>> START Reading passage
## Intermediate Data Science

#### University of Redlands - DATA 201
#### Prof: Joanna Bieri [joanna_bieri@redlands.edu](mailto:joanna_bieri@redlands.edu)
#### [Class Website: data201.joannabieri.com](https://joannabieri.com/data201_intermediate.html)

## Computer Set Up

In [7]:
!conda --version

conda 25.7.0


In [8]:
!git --version

git version 2.45.2


**Clone the Repo for our Class**

<a href="https://github.com/Redlands-DATA201/FALL25" target="_blank">Redlands-DATA201/FALL2025</a>

In [9]:
# # Depending on your setup you might need to install modules
# !conda install -y numpy
# !conda install -y pandas
# !conda install -y matplotlib
# !conda install -y plotly

In [10]:
# Some basic package imports
import numpy as np
import pandas as pd

import matplotlib.pyplot as plt
import plotly.express as px
from plotly.subplots import make_subplots
import plotly.io as pio
pio.renderers.defaule = 'colab'

# Review of DATA 101

For our review we are going to jump in and do some Exploratory Data Analysis (EDA) on a data set that we have seen before. This time you are just given a .csv file and your goal is to analyze it - answering these questions.

**I expect this to feel impossible at first!!!** but if you all work together, share code, and look things up as needed, I know you can do it!

#### This was a Homework Assignment in Data 101 - but see how much you can figure out on your own!

* Answer the following questions using reproducible Python code.
    - What does it mean to be reproducible? This means someone else at any time in the future can run and understand your code almost like reading a blog post.
* For each question, state your answer in a sentence, e.g. "In this sample, the first three common names of purchasers are ...".
>> END Reading passage
>> START Supplied entries
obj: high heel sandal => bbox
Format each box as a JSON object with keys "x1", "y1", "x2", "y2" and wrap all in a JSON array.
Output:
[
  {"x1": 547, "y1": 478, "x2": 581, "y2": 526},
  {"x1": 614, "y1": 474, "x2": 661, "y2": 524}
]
>> END Supplied entries
**Tasks to complete:**
A) In the Intermediate Data Science course notes, what does it mean for code to be reproducible?
B) From the Intermediate Data Science course notes, return the passage starting at "import matplotlib.pyplot as" and ending at "you can do it!".
C) Extend the Intermediate Data Science course notes, picking up after their final line.

**Results of the tasks:**
A) Someone else at any time in the future can run and understand your code almost like reading a blog post.

B)
import matplotlib.pyplot as plt
import plotly.express as px
from plotly.subplots import make_subplots
import plotly.io as pio
pio.renderers.defaule = 'colab'

# Review of DATA 101

For our review we are going to jump in and do some Exploratory Data Analysis (EDA) on a data set that we have seen before. This time you are just given a .csv file and your goal is to analyze it - answering these questions.

**I expect this to feel impossible at first!!!** but if you all work together, share code, and look things up as needed, I know you can do it!

C)
* Note that the answers to all questions are within the context of this particular sample of sales, i.e. you shouldn't make inferences about the population of all Lego sales based on this sample.

0.  Read in the .csv file using Pandas and display it

1.  Describe what you see in the data set (variables, observations, etc)

2.  What are the three most common first names of purchasers?

3.  What are the three most common themes of Lego sets purchased?

4.  Among the most common theme of Lego sets purchased, what is the most common subtheme?

5.  Create data frames for each of the ages in the following categories: "18 and under", "19 - 25", "26 - 35", "36 - 50", "51 and over". HINT - use masks

6.  Which age group has purchased the highest number of Lego sets.

7.  Which age group has spent the most money on Legos?

8.  Which Lego theme has made the most money for Lego?

9.  Which area code has spent the most money on Legos? In the US the area code is the first 3 digits of a phone number. Then using a for loop calculate the average money spent per customer for each area code.

10.  Come up with a question you want to answer using these data, and write it down. Then, create a data visualization that answers the question, and explain how your visualization answers the question.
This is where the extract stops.